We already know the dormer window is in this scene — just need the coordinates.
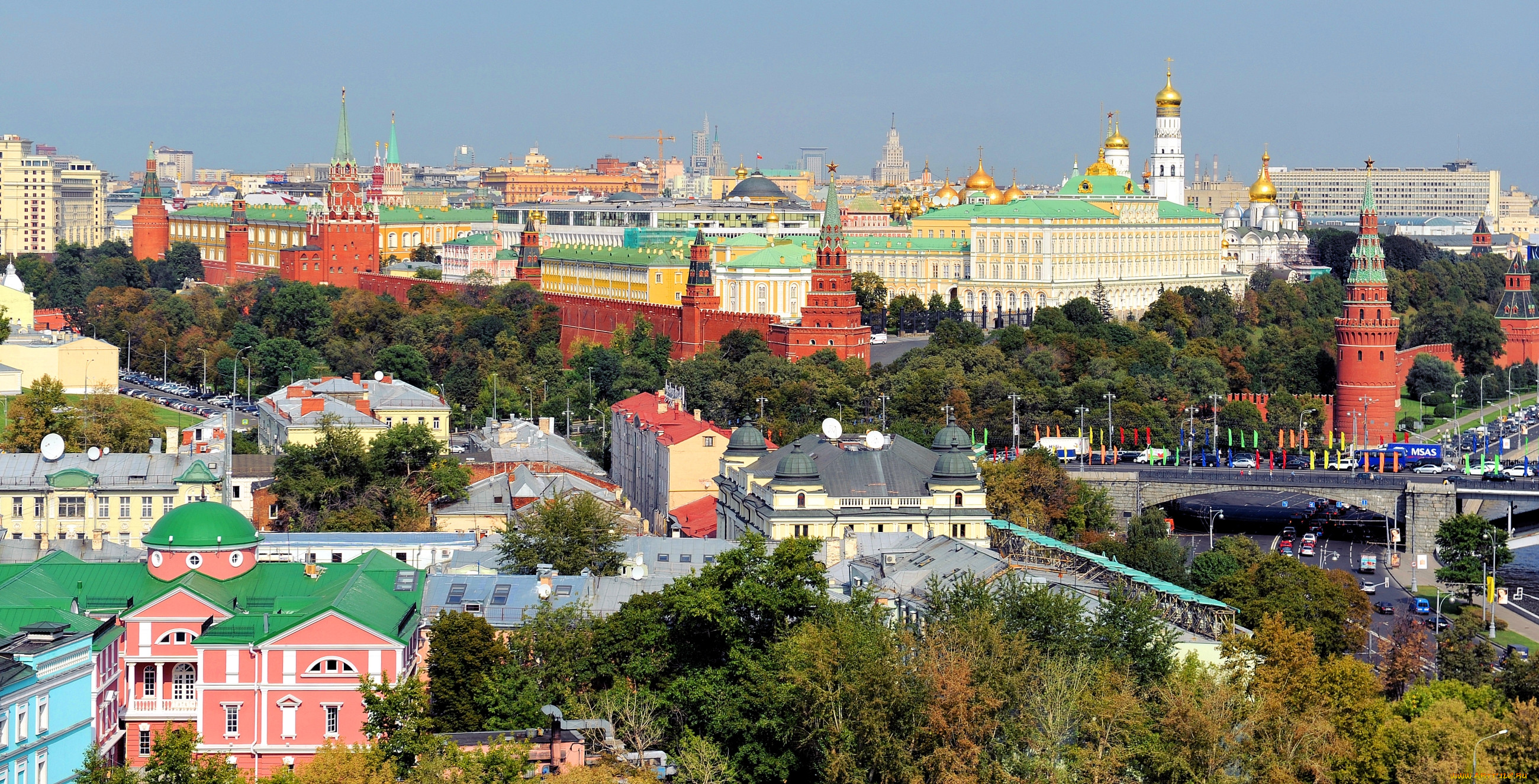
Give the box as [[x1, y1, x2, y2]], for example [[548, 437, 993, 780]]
[[305, 656, 359, 676]]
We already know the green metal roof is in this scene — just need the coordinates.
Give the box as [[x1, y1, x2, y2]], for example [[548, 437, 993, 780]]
[[726, 237, 817, 269], [540, 244, 690, 267], [143, 498, 262, 550]]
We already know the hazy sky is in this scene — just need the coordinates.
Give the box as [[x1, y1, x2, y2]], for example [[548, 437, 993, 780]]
[[0, 0, 1539, 192]]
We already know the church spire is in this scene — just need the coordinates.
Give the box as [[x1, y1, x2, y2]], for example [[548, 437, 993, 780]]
[[331, 88, 352, 162]]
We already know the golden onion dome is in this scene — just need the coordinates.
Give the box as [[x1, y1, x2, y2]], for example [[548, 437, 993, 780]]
[[967, 159, 994, 191], [1106, 120, 1132, 149], [1154, 67, 1180, 109], [1250, 152, 1277, 203]]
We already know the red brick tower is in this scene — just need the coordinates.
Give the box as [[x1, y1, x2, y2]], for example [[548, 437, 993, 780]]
[[1470, 215, 1491, 255], [771, 163, 871, 363], [1333, 159, 1400, 446], [517, 209, 540, 289], [134, 143, 171, 266], [1496, 257, 1539, 367], [680, 229, 722, 357], [218, 191, 251, 285], [291, 89, 380, 289]]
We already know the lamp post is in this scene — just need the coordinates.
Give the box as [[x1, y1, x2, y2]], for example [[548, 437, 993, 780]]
[[1470, 730, 1506, 779]]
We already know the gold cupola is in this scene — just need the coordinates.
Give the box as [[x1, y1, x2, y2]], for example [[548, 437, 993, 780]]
[[1250, 151, 1277, 205], [1154, 67, 1180, 117]]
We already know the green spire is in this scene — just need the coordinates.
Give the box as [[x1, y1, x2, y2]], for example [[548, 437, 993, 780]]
[[331, 88, 352, 162], [385, 112, 400, 163]]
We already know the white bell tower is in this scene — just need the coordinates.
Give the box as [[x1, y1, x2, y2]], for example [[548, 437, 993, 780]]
[[1150, 57, 1187, 205]]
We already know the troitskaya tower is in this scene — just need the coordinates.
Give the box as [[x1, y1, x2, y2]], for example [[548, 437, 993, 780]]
[[1333, 159, 1400, 446], [1150, 60, 1187, 205]]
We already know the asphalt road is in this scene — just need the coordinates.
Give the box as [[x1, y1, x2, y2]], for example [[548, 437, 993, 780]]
[[1176, 491, 1431, 663]]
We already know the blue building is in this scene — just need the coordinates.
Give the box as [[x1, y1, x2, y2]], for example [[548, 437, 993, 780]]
[[0, 610, 105, 784]]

◆ THE PROBLEM ◆
Rewrite every line from the one containing "We already know the green spire" through the end of the rows, requests included, and scale each bounding-box coordinate in the answers by 2.3, rounding to whole numbers with halves rounded up. Leave the numbers in the requests and their format samples unchanged.

◆ RESULT OF THIS EXERCISE ◆
We already know the green spire is in this scene — just need the coordinates.
Give the box as [[x1, y1, x2, y2]], for example [[548, 437, 993, 780]]
[[761, 202, 810, 373], [886, 258, 920, 375]]
We already know the white bell tower is in this scene — just need the coordinates.
Give the box as [[x1, y1, x2, y2]], for example [[548, 437, 993, 780]]
[[2645, 131, 2730, 472]]
We already know the troitskaya tower is in this scene — just need the coordinates.
Give the box as [[x1, y1, x2, y2]], for example [[548, 437, 993, 780]]
[[3066, 366, 3220, 1026], [2645, 138, 2730, 472]]
We already know the asphalt road is in this scene — just need the coordinates.
Give the box as [[x1, y1, x2, y2]], for example [[548, 437, 993, 780]]
[[2705, 1129, 3291, 1525]]
We already know the blue building is in this scene — just need the coordinates.
Give the box as [[x1, y1, x2, y2]], for example [[548, 437, 993, 780]]
[[0, 1403, 242, 1803]]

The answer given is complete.